* [Task A]: In the interview on multiculturalism, which country is described as having the largest Muslim population in the world?
* [Task B]: Collect every line of the rows that contains the word "pants", treating uppercase and lowercase as different.

* [Document excerpt]:
--- BEGIN ---

Question: Who does multiculturalism hurt?
Ian Buruma: Well multiculturalism, if it is simply a description of a society which consists of various different cultures and languages, is one thing. We live in such societies. Multiculturalism as an ideology that somehow supposes that or promotes the idea that people should stick to their own culture and not integrate or assimilate I think is wrong. But I think as an ideology it is certainly on the way out. I don’t think that that many people believe in that anymore. I think that when you think of it in that dogmatic way it harms minorities because they’re not encouraged to learn the skills or the languages that would allow them to take part in the societies and the economies in a way that would be beneficial to them.
Question: How have former British colonies dealt with the phenomenon of multiculturalism?
Ian Buruma: Well India is rather a good example of a place which has institutionalized multiculturalism in the sense that it includes a population of very different cultures and even ethnicities and I don’t just mean Muslims and Hindus. There are a huge number of different languages in India and so on. And somehow it works even though there are instances of violence and tensions and it is a democracy that's hugely problematic, but it works. They’ve found a way of dealing with it that actually probably the West in its more hysterical moments could learn something from.
Indonesia likewise. It was only a nation state because of... because the Dutch colonial history made it that. I mean it is highly diverse. It has only just become a democracy and showing many tensions, but I think again one probably we should be paying more attention to Indonesia because it is the country with the largest Muslim population in the world and when people say Islam in incompatible with democracy they should take another look at Indonesia.
Question: Are urban-rural divisions a source of violent culture clash in Europe?
Ian Buruma: Well the violence that comes from radical Islamists for example is sometimes blamed on a clash of civilizations that somehow different traditions, one a non-Western one, one a European one, are sort of violently clashing. I think that is a mistake. It’s a mistake in analysis, because the people who drop bombs in the London underground for example are not guest workers from little villages in Anatoli or the Rif Mountains in Morocco. They’re people born in Europe and raised in Europe who often grew up not knowing much about religion. And I think they indeed are often in a kind of no man’s land, which is very often true of second generation immigrants, where they are alienated from the culture of their parents or grandparents and feel rejected for one reason or another by the country in which they grew up. And of course they’re vulnerable, particularly vulnerable, to violent causes. All young people are vulnerable to them, but they are perhaps especially vulnerable.

--- END ---

[A block of data]
--- BEGIN ---

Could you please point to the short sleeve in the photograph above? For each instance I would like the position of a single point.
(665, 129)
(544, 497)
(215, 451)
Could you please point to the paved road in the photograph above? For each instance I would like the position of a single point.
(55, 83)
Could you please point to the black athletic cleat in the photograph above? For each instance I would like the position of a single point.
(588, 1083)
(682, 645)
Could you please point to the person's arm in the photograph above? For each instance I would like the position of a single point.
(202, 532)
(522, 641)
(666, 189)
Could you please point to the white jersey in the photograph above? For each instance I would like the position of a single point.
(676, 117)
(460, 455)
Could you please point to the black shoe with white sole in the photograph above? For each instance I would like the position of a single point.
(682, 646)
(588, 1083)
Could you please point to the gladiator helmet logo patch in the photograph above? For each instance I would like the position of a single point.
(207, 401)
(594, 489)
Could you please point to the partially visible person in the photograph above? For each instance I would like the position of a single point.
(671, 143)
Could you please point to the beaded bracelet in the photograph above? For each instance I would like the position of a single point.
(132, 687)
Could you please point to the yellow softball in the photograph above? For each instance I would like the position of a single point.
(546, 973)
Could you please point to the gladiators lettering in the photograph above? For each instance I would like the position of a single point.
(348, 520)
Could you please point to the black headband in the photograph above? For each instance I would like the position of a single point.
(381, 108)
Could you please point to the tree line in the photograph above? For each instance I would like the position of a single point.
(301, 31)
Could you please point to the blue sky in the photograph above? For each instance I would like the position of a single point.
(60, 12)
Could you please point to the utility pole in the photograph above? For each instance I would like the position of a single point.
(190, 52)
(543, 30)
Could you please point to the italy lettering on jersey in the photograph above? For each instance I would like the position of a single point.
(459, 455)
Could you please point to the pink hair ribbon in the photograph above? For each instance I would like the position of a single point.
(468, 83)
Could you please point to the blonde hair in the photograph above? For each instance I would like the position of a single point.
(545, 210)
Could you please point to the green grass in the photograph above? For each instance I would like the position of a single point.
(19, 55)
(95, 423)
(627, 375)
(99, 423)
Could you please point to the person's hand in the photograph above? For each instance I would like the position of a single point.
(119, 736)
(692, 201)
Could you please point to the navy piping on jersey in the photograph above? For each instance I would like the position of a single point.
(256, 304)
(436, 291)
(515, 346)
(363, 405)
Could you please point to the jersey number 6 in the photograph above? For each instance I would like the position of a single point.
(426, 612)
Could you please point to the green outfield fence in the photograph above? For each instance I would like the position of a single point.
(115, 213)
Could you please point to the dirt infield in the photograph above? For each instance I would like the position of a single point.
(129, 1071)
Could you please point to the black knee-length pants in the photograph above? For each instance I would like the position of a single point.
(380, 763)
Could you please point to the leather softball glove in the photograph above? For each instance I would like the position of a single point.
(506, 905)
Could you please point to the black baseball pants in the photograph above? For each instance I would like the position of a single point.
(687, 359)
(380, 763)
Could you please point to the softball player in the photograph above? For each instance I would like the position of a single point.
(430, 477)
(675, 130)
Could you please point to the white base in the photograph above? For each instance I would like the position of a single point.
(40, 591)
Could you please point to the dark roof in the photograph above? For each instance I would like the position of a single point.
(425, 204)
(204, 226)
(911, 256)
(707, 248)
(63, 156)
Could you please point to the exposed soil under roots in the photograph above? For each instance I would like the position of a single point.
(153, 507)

--- END ---

* [Written response A]: Indonesia.

* [Written response B]:
Could you please point to the black knee-length pants in the photograph above? For each instance I would like the position of a single point.
Could you please point to the black baseball pants in the photograph above? For each instance I would like the position of a single point.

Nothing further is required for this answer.